Précis hors-norme de régulation des pulsions

12 NOVEMBRE 2017

Après les séances individuelles du jeudi matin, je reconduis dans leur école les enfants du SESSAD. Ce moment de transition est délicat. Les enfants se retrouvent entre eux. Les pulsions se libèrent en miroir, ils se coursent, se cachent, se cherchent, se provoquent, s’insultent, et parfois se tapent. L’excès de jouissance prend le dessus sur le plaisir d’être ensemble.

Pour les entraîner dans mon sillage, je me déleste de toute volonté éducative : ne rien leur vouloir est le meilleur moyen d’obtenir d’eux quelque chose, – et je mets en veilleuse mes propres pulsions : j’entends sans écouter ; je vois sans regarder ; je parle sans demander. Mon corps se met en mouvement sur le mode de la hâte de l’homme pressé par son désir : conduire les enfants sous transfert, en bordant les corps et la langue, dans le respect de leurs positions subjectives.

→ Consigne 1
Relevez dans l'extrait tous les verbes qui décrivent ce que font les enfants lorsque leurs pulsions se libèrent en miroir.
→ Consigne 2
Selon l'extrait, à quel moment les enfants du SESSAD sont-ils reconduits dans leur école ?
→ Consigne 3
Poursuivez l'extrait sur la régulation des pulsions à partir de sa dernière phrase.
La liste ci-dessous provient d'une autre source que l'extrait.

(Données d'annotation par points)
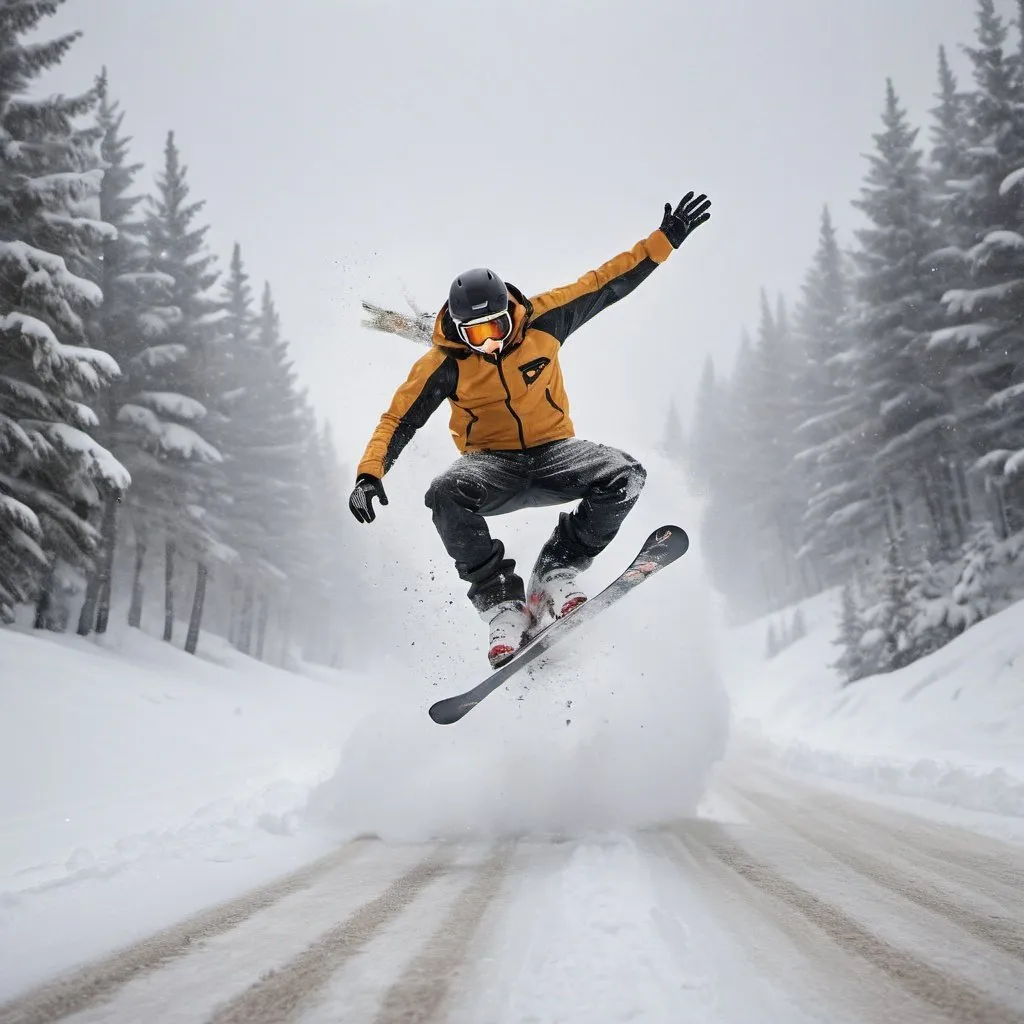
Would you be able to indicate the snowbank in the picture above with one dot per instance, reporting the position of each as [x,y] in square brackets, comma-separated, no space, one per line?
[949,727]
[138,784]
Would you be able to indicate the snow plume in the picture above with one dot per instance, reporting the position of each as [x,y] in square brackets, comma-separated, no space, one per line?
[617,727]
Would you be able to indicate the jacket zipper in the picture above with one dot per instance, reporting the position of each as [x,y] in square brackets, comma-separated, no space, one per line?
[472,419]
[508,400]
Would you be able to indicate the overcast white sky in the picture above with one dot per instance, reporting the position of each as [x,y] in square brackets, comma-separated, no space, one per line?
[352,145]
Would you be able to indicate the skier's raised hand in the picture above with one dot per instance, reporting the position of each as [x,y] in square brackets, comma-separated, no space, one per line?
[360,503]
[690,214]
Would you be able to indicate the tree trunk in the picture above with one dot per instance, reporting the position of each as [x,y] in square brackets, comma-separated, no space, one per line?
[196,620]
[232,624]
[87,616]
[137,590]
[935,512]
[264,611]
[958,506]
[246,623]
[286,634]
[169,552]
[44,606]
[104,573]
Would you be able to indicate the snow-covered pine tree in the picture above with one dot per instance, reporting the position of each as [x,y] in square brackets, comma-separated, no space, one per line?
[51,468]
[262,433]
[129,324]
[278,449]
[904,417]
[171,411]
[826,404]
[950,178]
[896,612]
[983,342]
[854,664]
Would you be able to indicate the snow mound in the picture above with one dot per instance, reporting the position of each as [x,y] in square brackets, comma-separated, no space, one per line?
[949,727]
[616,727]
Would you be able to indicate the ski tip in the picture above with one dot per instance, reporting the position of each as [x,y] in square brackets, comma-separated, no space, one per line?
[449,712]
[675,537]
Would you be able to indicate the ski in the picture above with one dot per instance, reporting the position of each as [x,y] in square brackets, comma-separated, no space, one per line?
[660,549]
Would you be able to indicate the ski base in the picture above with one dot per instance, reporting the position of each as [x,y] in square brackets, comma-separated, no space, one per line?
[663,547]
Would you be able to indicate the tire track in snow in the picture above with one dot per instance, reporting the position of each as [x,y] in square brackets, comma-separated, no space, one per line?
[999,932]
[994,863]
[99,981]
[282,994]
[419,994]
[953,997]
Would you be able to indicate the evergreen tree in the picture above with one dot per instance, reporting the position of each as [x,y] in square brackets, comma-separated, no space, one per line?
[902,416]
[852,663]
[985,340]
[171,412]
[828,410]
[129,324]
[51,469]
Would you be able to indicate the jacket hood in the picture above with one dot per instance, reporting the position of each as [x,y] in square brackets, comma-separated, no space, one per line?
[446,337]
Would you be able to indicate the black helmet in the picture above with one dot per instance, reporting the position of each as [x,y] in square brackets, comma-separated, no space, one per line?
[477,294]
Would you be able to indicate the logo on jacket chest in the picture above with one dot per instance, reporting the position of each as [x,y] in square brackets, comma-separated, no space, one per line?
[530,371]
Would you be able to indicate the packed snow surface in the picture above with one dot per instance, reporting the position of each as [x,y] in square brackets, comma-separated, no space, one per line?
[949,727]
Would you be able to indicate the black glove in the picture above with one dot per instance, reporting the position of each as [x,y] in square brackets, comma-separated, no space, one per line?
[360,504]
[690,213]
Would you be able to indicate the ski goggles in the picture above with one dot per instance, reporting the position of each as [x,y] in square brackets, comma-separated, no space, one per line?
[481,334]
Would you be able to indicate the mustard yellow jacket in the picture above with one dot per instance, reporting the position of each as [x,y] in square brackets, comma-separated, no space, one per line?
[515,399]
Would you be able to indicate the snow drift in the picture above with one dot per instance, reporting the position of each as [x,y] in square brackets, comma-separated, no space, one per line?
[949,727]
[616,727]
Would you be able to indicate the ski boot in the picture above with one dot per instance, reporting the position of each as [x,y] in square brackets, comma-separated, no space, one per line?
[510,623]
[554,592]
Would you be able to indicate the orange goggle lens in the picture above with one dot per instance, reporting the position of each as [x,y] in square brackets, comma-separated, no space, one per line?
[498,329]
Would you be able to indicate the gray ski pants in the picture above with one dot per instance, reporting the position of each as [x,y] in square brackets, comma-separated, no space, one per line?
[606,481]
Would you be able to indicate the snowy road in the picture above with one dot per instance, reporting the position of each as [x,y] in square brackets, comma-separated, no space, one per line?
[790,904]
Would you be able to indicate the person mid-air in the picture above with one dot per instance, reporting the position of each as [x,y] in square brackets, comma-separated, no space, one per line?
[495,357]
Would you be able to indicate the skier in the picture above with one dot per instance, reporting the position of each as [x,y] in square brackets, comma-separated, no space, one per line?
[495,357]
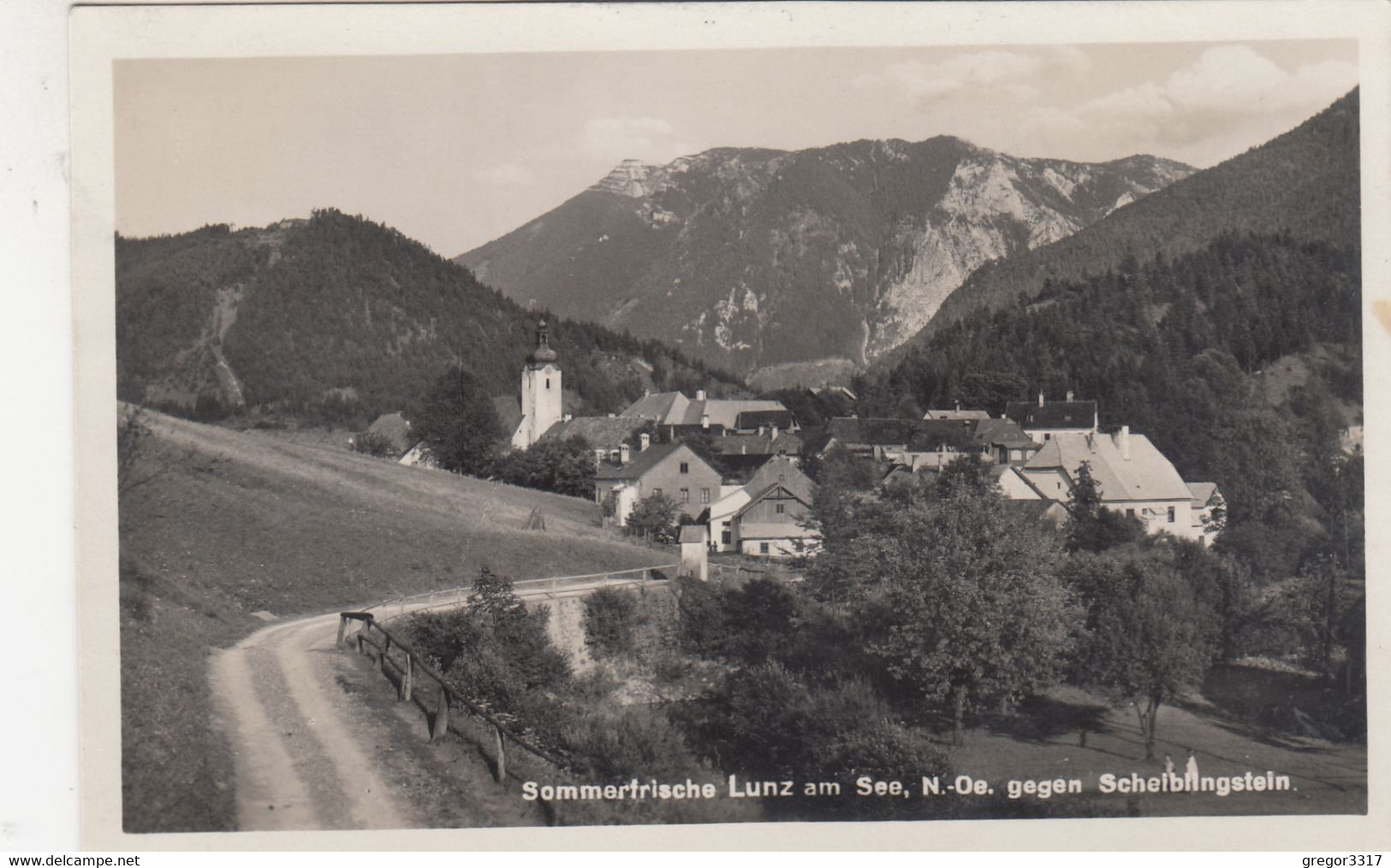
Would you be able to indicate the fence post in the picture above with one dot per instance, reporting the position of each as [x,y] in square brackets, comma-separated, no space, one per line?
[441,716]
[501,768]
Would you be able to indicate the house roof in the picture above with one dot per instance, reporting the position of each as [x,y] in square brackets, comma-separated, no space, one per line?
[661,407]
[764,419]
[1052,413]
[756,444]
[600,431]
[954,415]
[645,461]
[1003,433]
[775,530]
[776,489]
[1202,493]
[878,431]
[1145,476]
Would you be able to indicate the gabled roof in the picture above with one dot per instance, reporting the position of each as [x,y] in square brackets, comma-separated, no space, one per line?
[954,415]
[645,461]
[849,430]
[776,489]
[749,420]
[1202,493]
[661,407]
[1052,413]
[600,431]
[1003,433]
[1145,476]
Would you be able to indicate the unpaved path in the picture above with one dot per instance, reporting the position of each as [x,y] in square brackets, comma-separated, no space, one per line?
[306,756]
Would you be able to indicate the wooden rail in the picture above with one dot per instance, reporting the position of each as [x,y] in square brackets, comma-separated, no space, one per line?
[451,597]
[415,668]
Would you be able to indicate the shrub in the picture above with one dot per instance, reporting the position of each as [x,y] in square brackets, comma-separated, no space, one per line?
[611,618]
[376,445]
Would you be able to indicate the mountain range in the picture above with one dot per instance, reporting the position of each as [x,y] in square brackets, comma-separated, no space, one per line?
[337,318]
[800,266]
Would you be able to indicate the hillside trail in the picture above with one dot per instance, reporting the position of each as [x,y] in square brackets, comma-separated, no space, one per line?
[309,756]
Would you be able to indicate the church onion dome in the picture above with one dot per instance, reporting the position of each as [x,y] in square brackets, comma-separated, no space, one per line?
[541,354]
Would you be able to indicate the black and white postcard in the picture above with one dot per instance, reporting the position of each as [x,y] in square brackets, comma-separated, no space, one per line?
[847,425]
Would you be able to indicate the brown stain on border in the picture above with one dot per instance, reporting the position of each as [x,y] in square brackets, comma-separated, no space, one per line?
[1383,309]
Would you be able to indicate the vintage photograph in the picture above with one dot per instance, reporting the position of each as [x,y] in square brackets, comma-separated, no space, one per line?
[740,436]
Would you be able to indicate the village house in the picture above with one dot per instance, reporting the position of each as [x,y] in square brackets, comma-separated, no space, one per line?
[678,415]
[671,469]
[1131,474]
[774,519]
[1046,419]
[734,498]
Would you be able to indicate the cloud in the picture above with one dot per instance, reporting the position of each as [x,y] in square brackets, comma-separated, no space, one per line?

→ Résultat 1
se coursent, se cachent, se cherchent, se provoquent, s'insultent, se tapent

→ Résultat 2
Après les séances individuelles du jeudi matin.

→ Résultat 3
J’ai fixé arbitrairement l’horaire de départ à 11:39. Une exactitude hors sens. À l’instant du départ, je répète à la cantonade dans le couloir « 11h39 ! En voiture ! Allez, on y va ! » Juste un œil et une oreille distraits sur ce qui se passe autour de moi, pas-tout accaparé par les enfants, le corps en mouvement, déjà hors de leur champ de vision, mais toujours présent par la voix, je sors du local.

La montée dans la voiture est ritualisée. La prévalence du réel chez Arthur due à son autisme le place devant, à l’abri des autres jeunes. Nadia et Valentin, agités par les pulsions pubertaires naissantes, se retrouvent à l’arrière. Installé au volant de la Twingo pulsionnelle, l’homme pressé démarre sans attendre. Pas question de s’attarder. Déjà l’alarme des ceintures de sécurité se déclenche, mais prononcer simplement le signifiant ceinture suffit aux jeunes, dans une langue fleurie que je ne relève pas, à la faire taire.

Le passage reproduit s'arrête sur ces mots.